** Records for this exercise **
* * *

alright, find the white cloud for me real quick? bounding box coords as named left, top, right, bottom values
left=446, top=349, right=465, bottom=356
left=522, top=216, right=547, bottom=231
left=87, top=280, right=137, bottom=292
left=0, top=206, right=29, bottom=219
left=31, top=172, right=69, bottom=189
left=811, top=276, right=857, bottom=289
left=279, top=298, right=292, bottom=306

* * *

** What you are asked to do **
Each entry above needs to be retyped exactly as it appears.

** Task answer **
alright, find the white cloud for me real quick? bounding box coords as named left, top, right, bottom values
left=446, top=349, right=465, bottom=356
left=522, top=216, right=547, bottom=231
left=87, top=280, right=137, bottom=292
left=0, top=206, right=29, bottom=219
left=31, top=172, right=69, bottom=189
left=811, top=276, right=857, bottom=289
left=279, top=298, right=292, bottom=306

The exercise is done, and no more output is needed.